What the task asks: Rewrite the records below with every "stainless steel" changed to "brushed steel" and nothing else altered. Leave the pictures out of your answer.

Data section:
== == ==

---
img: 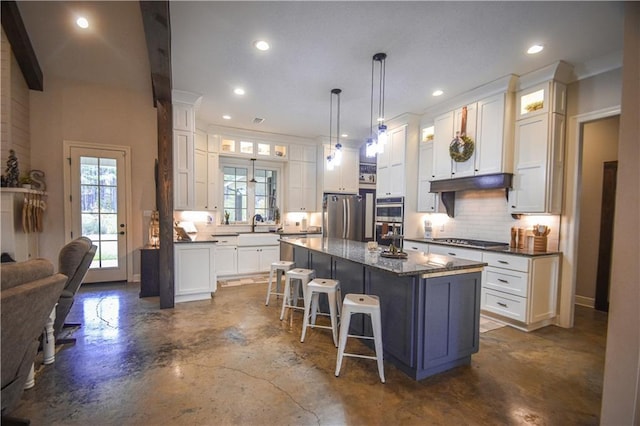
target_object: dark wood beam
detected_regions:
[0,0,44,92]
[140,1,175,309]
[140,1,171,102]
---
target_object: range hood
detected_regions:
[429,173,513,217]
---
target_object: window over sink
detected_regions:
[221,160,282,224]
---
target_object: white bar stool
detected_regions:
[336,294,384,383]
[280,268,316,321]
[265,260,295,306]
[300,278,342,348]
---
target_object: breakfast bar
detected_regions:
[280,238,486,380]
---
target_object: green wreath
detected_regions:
[449,135,475,163]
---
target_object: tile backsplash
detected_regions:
[422,189,560,250]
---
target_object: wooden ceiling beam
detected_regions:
[140,1,171,105]
[0,0,44,92]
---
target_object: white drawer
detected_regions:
[429,244,482,262]
[212,235,238,246]
[481,289,527,322]
[482,252,529,272]
[482,266,529,297]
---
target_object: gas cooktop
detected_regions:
[433,238,509,249]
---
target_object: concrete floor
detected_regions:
[12,283,607,426]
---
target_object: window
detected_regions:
[222,162,280,223]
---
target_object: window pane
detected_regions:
[80,157,98,185]
[100,158,118,186]
[100,186,118,213]
[100,214,118,235]
[80,185,100,213]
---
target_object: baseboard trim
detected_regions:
[575,294,596,308]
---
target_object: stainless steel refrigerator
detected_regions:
[322,194,364,241]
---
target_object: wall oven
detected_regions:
[375,197,404,246]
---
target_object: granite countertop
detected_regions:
[281,238,487,276]
[404,238,561,257]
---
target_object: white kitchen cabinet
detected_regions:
[206,152,222,212]
[172,102,195,132]
[418,141,438,213]
[174,243,217,303]
[286,145,317,212]
[238,246,280,275]
[376,125,407,197]
[322,145,359,194]
[481,252,560,331]
[516,80,567,120]
[173,130,195,210]
[432,111,455,180]
[215,242,238,277]
[429,244,482,262]
[509,113,565,214]
[474,92,514,175]
[451,102,478,178]
[193,148,208,210]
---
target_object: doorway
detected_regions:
[595,161,618,312]
[65,143,130,283]
[575,115,619,310]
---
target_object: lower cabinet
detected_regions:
[481,253,560,331]
[174,243,217,303]
[216,245,238,277]
[238,246,280,274]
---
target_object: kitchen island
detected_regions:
[280,238,486,380]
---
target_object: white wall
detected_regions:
[576,116,619,307]
[600,2,640,425]
[0,29,33,173]
[31,76,157,279]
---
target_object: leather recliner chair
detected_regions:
[0,259,67,424]
[53,237,98,337]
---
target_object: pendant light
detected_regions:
[366,53,387,157]
[327,89,342,170]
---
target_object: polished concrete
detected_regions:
[12,283,607,426]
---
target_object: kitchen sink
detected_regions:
[238,232,280,246]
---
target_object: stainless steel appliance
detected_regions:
[322,194,364,241]
[375,197,404,246]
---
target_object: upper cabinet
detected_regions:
[172,90,201,210]
[286,145,317,212]
[376,125,407,197]
[509,62,572,214]
[322,144,360,194]
[433,92,514,180]
[417,126,438,213]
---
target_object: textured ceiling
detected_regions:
[19,1,623,144]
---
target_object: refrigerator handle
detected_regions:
[342,198,349,238]
[344,198,353,238]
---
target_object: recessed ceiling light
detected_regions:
[76,16,89,29]
[253,40,271,51]
[527,44,544,55]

== == ==

Written solution:
---
img: 
target_object: dark wood beam
detected_regions:
[0,0,44,92]
[140,1,175,309]
[140,1,171,102]
---
target_object: range hood
detected_regions:
[429,173,513,217]
---
target_object: window over sink
detected_regions:
[221,160,282,224]
---
target_object: white bar stool
detected_regions:
[336,294,384,383]
[280,268,316,321]
[265,260,295,306]
[300,278,342,348]
---
target_object: breakfast bar
detected_regions:
[280,238,486,380]
---
target_object: green wreath
detected_regions:
[449,135,475,163]
---
target_object: tile backsplash
detected_regions:
[422,189,560,250]
---
target_object: wooden ceiling beam
detected_regions:
[140,1,171,105]
[0,0,44,92]
---
target_object: white drawer
detected_regions:
[429,244,482,262]
[212,235,238,246]
[481,289,527,322]
[482,252,529,272]
[482,266,529,297]
---
target_object: gas cooktop
detected_regions:
[433,238,509,249]
---
target_object: concrete floor
detected_regions:
[12,283,607,426]
---
target_object: window
detected_regions:
[222,162,280,223]
---
target_object: window pane
detected_regions:
[80,157,98,185]
[100,158,118,186]
[100,186,118,213]
[100,214,118,235]
[80,185,100,213]
---
target_object: baseboard trim
detected_regions:
[575,294,596,308]
---
target_object: brushed steel refrigerator
detected_regions:
[322,194,364,241]
---
target_object: wall oven
detected_regions:
[375,197,404,246]
---
target_object: granite countertop
detected_regions:
[281,238,487,276]
[404,238,561,257]
---
target_object: white kitchen cabinet
detected_regions:
[206,152,222,212]
[172,102,195,132]
[418,141,438,213]
[174,243,217,303]
[286,145,317,212]
[238,246,280,275]
[376,125,407,197]
[322,145,359,194]
[481,252,560,331]
[516,80,567,120]
[173,130,195,210]
[432,111,455,180]
[215,242,238,277]
[429,244,482,262]
[509,113,565,214]
[474,92,514,175]
[451,102,478,178]
[193,148,208,210]
---
target_object: doorway
detected_regions:
[595,161,618,312]
[65,143,130,283]
[575,115,619,310]
---
target_object: lower cabinet
detected_regions:
[481,253,560,331]
[174,243,217,303]
[216,245,238,277]
[238,246,280,274]
---
target_object: kitchen island
detected_regions:
[280,238,486,380]
---
target_object: white wall
detected_regions:
[576,116,619,307]
[600,2,640,425]
[0,29,33,173]
[31,76,157,279]
---
target_object: leather recliner chair
detected_regions:
[0,259,67,424]
[53,237,98,337]
---
target_object: pendant light
detected_regions:
[366,53,387,157]
[327,89,342,170]
---
target_object: polished concrete
detected_regions:
[12,283,607,426]
---
target_object: kitchen sink
detected_regions:
[238,232,280,246]
---
target_object: brushed steel appliance
detected_regions:
[322,194,364,241]
[375,197,404,246]
---
target_object: upper cabinet
detected_regions:
[172,90,201,210]
[286,145,317,212]
[376,125,407,197]
[509,62,572,214]
[322,144,360,194]
[433,92,514,180]
[417,126,438,213]
---
target_object: textured ceiling
detected_regions:
[19,1,623,144]
---
target_object: refrigerator handle
detected_regions:
[342,198,349,238]
[344,198,353,238]
---
target_object: recessed ceiling light
detected_regions:
[76,16,89,29]
[253,40,271,51]
[527,44,544,55]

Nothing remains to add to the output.